From the forum post about shifted COCO bounding boxes below, reproduce word for word the passage starting with "COCO Detection Dataset boxes" and going on through "anyone help me?".

§ Excerpt to read
-- START --
COCO Detection Dataset boxes annotations shifted

JVGD · September 11, 2020, 9:05am

Hi all, I am writing to see if you can help me. I am trying to set the COCO Detection dataset to work for some experiments. However when validating the images and annotations I find that the bounding boxes are shifted. It will probably be a bug in my code but… I just can’t find it, and since the code is so simple… I am starting to think it could be the annotations or something in the CocoDetection class itself.

Could anyone help me?


class COCODataset(CocoDetection):
    """Dataset class for Microsoft COCO dataset
    """
    def __init__(self, ds_path,
                 images='val2017',
                 annots='annotations/instances_val2017.json'):
        # Getting paths and init base class
        images_path = os.path.join(ds_path, images)
        annots_path = os.path.join(ds_path, annots)
        super().__init__(images_path, annots_path)

    def __getitem__(self, index):
        """Get the image and the boxes for the sample 'index'
        """
        # Getting sample and target
        sample, target = super().__getitem__(index)

        # Ground truth coding: image and boxes
        # Format the PIL image as a numpy ndarray
        image = np.array(sample)
        image = cv2.cvtColor(image, cv2.COLOR_RGB2BGR)

        # Getting bounding boxes for objects in image
        boxes = []
        for obj in target:
            # Reading ground truth
            box_x = obj['bbox'][0]
            box_y = obj['bbox'][1]
            box_w = obj['bbox'][2]
            box_h = obj['bbox'][3]
            idx = obj['id']

            # Formatting ground truth and storing it
            box = [box_x, box_y, box_w, box_h, idx]
            boxes.append(box)

        # Drawing
        for box in boxes:
            box_x = int(box[0])
            box_y = int(box[1])
            box_w = int(box[2])
            box_h = int(box[3])

            # Draw center point
            cv2.circle(
                img=image,
                center=(box_x, box_y),
                radius=1,
                color=(0, 0, 255),
                thickness=3
            )
-- END --
§ Entries
-- START --
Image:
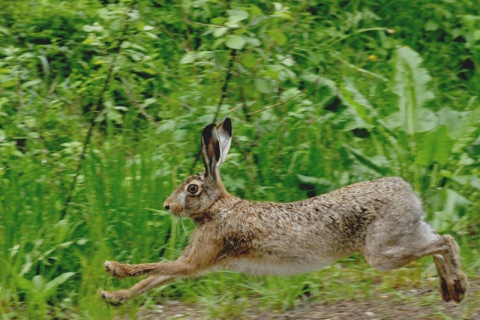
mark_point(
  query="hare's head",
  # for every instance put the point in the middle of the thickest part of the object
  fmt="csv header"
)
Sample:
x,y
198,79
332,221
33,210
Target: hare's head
x,y
199,192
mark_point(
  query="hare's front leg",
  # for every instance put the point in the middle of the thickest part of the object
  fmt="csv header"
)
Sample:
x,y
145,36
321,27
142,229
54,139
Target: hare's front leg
x,y
148,284
453,282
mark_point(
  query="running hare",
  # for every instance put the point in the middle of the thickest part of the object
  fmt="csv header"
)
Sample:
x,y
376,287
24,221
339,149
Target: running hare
x,y
382,219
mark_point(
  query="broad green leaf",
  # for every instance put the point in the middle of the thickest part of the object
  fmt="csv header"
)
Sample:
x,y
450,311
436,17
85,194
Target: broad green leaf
x,y
277,36
359,106
218,32
263,85
52,284
378,164
434,147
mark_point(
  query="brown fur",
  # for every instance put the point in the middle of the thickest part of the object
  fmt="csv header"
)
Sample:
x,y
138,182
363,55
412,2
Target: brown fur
x,y
382,219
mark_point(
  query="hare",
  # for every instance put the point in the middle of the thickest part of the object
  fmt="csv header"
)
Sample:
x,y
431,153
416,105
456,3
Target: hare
x,y
381,219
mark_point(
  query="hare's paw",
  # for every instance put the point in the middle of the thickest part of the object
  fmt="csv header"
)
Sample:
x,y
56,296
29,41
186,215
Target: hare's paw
x,y
116,269
460,286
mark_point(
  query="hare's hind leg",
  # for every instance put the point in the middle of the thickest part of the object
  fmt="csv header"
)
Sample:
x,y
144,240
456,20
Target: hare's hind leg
x,y
453,282
392,250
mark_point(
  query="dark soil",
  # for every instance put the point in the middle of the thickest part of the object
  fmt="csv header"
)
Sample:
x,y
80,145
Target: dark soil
x,y
411,305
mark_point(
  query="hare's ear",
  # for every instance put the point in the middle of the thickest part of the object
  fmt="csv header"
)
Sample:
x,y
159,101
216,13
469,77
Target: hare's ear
x,y
211,150
225,134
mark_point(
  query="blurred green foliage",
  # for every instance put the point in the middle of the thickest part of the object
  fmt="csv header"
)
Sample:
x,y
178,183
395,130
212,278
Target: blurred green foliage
x,y
322,94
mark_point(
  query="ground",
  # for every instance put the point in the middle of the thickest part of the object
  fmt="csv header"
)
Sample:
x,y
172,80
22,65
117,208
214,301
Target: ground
x,y
408,304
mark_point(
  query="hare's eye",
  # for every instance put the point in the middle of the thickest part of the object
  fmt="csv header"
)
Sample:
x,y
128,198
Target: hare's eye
x,y
192,188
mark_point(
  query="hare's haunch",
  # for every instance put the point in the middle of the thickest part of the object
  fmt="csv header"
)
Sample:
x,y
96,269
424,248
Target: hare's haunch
x,y
382,219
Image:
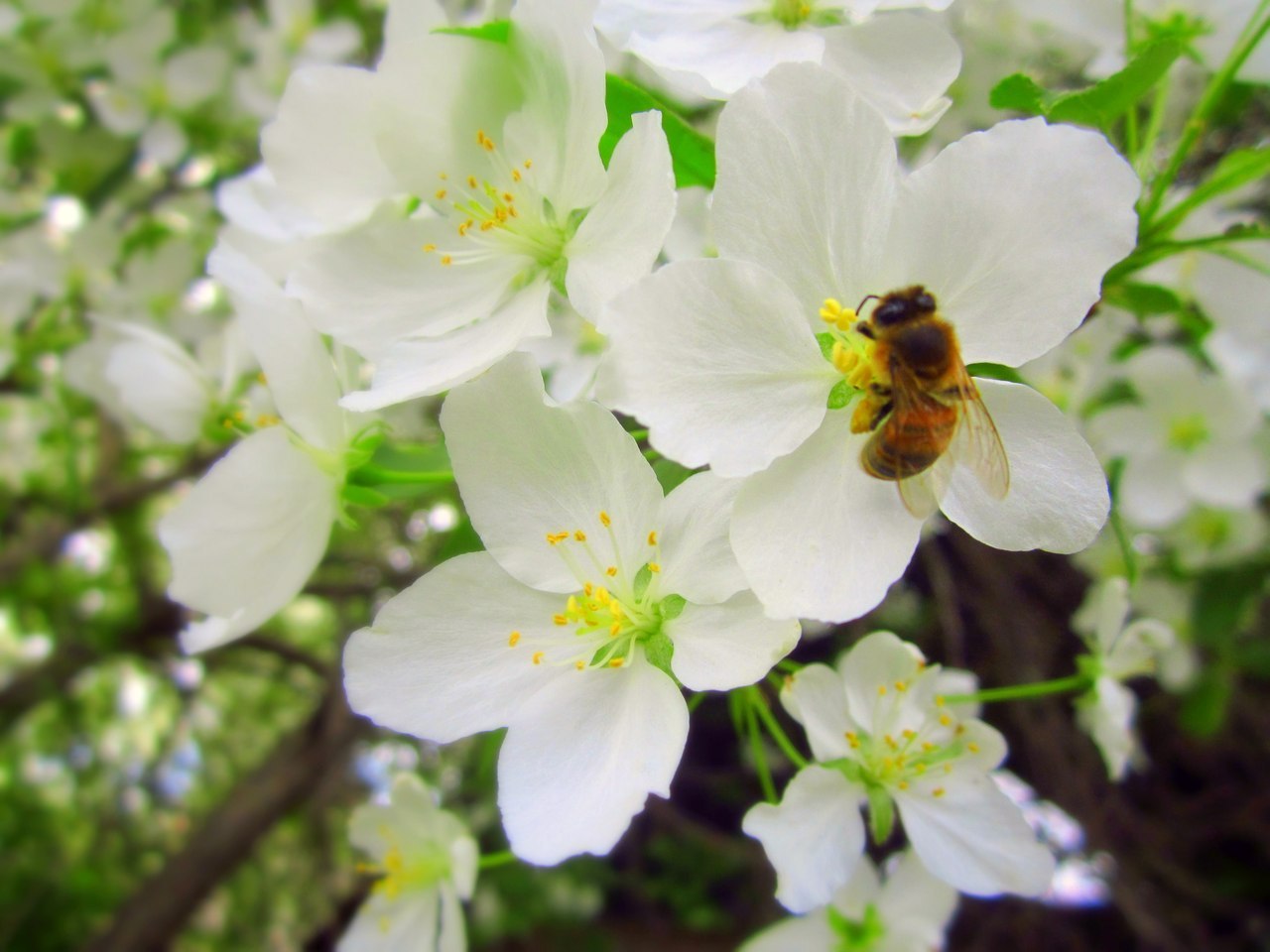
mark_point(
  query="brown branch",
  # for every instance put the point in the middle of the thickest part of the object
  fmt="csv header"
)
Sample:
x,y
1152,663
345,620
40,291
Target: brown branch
x,y
155,914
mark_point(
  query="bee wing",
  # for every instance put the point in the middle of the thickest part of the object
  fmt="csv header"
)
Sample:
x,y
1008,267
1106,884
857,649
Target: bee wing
x,y
920,492
975,443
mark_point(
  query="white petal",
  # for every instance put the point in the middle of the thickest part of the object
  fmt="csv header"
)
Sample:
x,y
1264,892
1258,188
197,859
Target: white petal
x,y
916,902
815,838
695,553
816,698
719,648
321,146
437,660
583,756
245,539
818,537
299,370
1225,475
1058,497
1012,230
562,71
716,358
159,382
527,468
1106,715
413,368
622,234
807,181
1151,493
902,64
974,838
375,286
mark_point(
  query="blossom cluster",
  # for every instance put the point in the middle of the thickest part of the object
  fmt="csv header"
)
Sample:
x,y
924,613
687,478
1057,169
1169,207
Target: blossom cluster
x,y
890,316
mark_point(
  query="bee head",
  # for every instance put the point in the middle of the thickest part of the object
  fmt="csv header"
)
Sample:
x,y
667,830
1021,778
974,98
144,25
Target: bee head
x,y
901,306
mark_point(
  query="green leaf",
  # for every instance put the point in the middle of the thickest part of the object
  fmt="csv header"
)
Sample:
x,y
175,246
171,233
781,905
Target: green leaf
x,y
363,495
671,607
493,32
691,153
994,371
1019,93
1143,298
670,474
1105,102
658,649
841,395
1234,169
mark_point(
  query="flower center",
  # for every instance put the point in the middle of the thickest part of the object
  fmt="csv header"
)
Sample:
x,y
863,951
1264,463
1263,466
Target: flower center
x,y
1188,433
498,213
611,615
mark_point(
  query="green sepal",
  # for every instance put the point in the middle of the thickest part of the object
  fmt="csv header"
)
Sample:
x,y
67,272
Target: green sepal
x,y
658,649
671,607
691,153
841,395
994,371
492,32
643,579
856,934
363,497
881,814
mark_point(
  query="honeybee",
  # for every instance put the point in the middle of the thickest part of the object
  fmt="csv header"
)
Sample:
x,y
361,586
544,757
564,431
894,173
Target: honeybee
x,y
924,409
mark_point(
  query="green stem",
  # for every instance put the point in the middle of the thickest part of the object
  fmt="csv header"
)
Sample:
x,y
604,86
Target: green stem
x,y
1021,692
490,860
760,706
756,748
376,475
1198,123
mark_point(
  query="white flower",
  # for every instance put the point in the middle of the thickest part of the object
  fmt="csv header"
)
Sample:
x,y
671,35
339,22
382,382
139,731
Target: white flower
x,y
498,143
906,912
593,589
245,539
429,864
899,63
881,734
1185,440
1010,230
1118,652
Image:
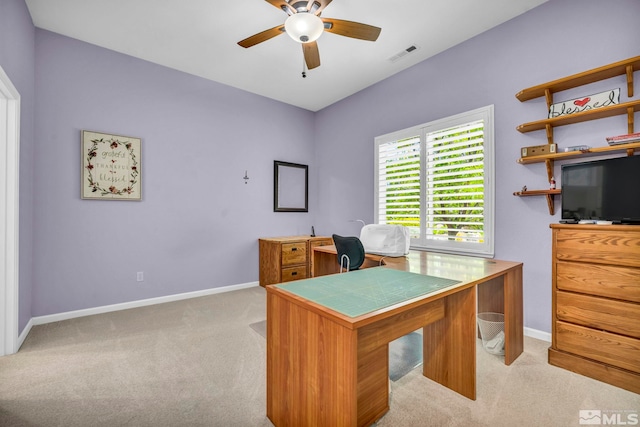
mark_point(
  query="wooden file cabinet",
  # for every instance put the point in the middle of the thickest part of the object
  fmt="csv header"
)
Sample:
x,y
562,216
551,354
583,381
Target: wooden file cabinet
x,y
596,302
283,259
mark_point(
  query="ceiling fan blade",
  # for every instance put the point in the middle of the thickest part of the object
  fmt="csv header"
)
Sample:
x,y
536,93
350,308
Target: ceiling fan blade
x,y
323,4
351,29
311,54
282,5
263,36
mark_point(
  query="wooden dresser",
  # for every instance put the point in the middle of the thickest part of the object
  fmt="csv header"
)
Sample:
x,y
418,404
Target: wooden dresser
x,y
283,259
596,302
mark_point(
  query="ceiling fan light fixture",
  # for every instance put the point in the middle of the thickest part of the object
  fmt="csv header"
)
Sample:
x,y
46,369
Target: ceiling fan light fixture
x,y
304,27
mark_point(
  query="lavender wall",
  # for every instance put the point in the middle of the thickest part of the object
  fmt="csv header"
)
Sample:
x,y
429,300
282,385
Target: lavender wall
x,y
559,38
17,60
198,223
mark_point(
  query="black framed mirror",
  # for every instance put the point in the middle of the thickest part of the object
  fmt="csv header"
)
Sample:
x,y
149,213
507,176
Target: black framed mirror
x,y
290,187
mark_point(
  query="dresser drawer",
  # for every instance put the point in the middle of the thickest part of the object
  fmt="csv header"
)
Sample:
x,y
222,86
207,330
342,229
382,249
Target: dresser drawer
x,y
605,347
294,273
598,279
294,253
610,315
600,247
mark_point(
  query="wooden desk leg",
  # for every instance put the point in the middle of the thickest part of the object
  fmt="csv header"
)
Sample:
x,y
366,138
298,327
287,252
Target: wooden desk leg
x,y
513,316
449,345
311,368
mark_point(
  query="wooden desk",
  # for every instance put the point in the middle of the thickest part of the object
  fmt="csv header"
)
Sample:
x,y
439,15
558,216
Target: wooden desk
x,y
326,368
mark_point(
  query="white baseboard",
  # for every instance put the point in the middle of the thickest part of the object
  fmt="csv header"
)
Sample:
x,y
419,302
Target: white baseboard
x,y
41,320
534,333
23,335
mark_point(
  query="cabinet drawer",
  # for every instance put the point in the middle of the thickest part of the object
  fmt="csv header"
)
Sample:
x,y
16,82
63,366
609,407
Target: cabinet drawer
x,y
600,247
612,349
294,273
294,253
597,279
610,315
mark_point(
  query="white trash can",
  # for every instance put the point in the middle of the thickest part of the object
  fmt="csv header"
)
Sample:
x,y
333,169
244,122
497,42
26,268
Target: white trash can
x,y
492,332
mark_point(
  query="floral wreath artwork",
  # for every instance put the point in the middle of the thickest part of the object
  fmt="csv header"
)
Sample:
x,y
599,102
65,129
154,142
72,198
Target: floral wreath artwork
x,y
110,167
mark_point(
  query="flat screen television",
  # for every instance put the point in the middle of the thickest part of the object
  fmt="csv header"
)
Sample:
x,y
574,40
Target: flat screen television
x,y
606,190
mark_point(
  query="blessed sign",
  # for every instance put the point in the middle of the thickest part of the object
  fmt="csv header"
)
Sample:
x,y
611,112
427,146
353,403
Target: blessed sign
x,y
578,105
110,167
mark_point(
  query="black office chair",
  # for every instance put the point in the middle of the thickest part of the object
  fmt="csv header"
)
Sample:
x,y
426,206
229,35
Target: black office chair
x,y
350,252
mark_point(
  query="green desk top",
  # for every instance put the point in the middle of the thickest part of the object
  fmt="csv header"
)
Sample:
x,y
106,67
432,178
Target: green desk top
x,y
363,291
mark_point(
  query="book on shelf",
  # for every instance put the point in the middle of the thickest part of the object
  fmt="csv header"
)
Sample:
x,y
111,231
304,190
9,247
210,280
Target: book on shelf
-- END --
§ The solution
COCO Detection Dataset boxes annotations shifted

JVGD · September 11, 2020, 9:05am

Hi all, I am writing to see if you can help me. I am trying to set the COCO Detection dataset to work for some experiments. However when validating the images and annotations I find that the bounding boxes are shifted. It will probably be a bug in my code but… I just can’t find it, and since the code is so simple… I am starting to think it could be the annotations or something in the CocoDetection class itself.

Could anyone help me?